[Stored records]
· · · · · · ·
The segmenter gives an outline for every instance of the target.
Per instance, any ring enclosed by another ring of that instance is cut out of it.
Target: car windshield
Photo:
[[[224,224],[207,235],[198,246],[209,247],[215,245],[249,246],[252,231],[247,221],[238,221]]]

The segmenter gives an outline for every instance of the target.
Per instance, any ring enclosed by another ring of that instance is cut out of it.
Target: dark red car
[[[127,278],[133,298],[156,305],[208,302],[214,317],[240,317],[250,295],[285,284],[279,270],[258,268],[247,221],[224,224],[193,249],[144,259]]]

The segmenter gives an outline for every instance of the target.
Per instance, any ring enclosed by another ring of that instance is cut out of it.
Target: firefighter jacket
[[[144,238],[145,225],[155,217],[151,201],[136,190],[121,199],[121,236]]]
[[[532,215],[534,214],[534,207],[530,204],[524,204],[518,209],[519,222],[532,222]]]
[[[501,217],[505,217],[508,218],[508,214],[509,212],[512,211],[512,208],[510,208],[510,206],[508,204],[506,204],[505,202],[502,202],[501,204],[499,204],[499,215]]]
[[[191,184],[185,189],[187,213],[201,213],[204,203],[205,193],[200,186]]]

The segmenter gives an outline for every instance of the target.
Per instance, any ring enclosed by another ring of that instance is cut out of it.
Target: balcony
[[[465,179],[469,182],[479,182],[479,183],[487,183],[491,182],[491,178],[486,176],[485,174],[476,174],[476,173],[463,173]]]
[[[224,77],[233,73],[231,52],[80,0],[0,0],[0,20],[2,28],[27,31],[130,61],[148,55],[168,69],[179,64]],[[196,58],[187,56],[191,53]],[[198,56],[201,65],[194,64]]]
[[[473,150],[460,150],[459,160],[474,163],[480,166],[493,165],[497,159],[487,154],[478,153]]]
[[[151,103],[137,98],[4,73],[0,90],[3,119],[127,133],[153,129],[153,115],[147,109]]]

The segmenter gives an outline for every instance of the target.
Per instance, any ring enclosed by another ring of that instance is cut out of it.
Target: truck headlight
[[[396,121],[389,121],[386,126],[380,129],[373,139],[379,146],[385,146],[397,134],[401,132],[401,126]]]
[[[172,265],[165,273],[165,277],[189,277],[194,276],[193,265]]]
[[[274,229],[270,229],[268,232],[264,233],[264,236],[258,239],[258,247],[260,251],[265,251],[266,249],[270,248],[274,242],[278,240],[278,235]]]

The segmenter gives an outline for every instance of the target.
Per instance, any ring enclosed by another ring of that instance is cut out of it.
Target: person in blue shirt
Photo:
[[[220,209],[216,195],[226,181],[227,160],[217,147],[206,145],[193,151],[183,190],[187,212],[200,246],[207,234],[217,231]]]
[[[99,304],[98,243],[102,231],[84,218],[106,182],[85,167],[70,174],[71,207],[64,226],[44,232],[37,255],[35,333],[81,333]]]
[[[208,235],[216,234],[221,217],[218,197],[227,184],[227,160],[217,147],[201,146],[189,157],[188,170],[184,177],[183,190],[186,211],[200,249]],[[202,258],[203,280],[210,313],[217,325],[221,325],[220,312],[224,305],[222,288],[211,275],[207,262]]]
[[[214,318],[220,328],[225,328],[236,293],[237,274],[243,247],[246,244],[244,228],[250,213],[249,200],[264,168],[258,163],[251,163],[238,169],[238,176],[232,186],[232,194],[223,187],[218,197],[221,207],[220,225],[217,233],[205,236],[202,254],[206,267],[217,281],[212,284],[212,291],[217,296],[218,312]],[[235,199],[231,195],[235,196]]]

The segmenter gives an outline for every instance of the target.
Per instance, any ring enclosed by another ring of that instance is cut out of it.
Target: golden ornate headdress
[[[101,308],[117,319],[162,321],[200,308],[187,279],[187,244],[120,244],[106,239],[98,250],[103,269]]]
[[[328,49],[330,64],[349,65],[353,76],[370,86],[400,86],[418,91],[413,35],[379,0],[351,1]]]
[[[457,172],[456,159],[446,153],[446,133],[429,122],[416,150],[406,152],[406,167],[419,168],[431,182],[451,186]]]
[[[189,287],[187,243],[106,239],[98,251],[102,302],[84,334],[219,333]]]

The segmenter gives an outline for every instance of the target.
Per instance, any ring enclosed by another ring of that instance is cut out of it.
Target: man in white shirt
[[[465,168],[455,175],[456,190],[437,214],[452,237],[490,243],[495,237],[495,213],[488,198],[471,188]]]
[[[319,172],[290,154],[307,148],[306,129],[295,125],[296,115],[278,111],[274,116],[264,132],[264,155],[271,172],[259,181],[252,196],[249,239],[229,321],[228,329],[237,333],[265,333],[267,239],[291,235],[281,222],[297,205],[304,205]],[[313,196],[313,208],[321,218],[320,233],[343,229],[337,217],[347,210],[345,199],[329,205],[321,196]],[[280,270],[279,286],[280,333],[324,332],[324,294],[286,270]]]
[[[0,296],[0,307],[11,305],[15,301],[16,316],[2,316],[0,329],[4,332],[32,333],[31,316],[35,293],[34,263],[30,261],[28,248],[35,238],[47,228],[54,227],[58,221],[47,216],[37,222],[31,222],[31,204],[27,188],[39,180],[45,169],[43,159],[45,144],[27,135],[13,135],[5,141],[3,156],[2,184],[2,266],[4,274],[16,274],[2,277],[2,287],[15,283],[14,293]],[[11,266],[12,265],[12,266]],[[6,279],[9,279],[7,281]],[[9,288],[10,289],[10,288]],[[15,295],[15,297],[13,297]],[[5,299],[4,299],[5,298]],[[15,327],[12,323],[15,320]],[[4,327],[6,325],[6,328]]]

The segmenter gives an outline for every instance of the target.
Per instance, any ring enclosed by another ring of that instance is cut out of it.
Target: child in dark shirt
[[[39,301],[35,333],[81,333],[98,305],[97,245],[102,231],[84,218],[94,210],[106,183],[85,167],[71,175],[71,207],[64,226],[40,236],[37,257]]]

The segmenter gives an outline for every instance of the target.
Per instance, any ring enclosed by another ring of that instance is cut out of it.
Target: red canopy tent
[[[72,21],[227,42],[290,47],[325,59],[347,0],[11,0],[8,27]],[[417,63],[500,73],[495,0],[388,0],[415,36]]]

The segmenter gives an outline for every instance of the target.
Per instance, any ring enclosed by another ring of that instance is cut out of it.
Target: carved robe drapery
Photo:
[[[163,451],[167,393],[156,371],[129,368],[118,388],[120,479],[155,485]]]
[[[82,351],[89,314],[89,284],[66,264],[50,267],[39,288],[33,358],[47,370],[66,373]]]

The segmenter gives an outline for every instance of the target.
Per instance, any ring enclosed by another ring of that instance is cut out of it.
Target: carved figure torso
· · · · · · ·
## Task to complete
Please copy each line of the entries in which the word "carved" shows up.

## The completed task
Target: carved robe drapery
Target: carved figure torso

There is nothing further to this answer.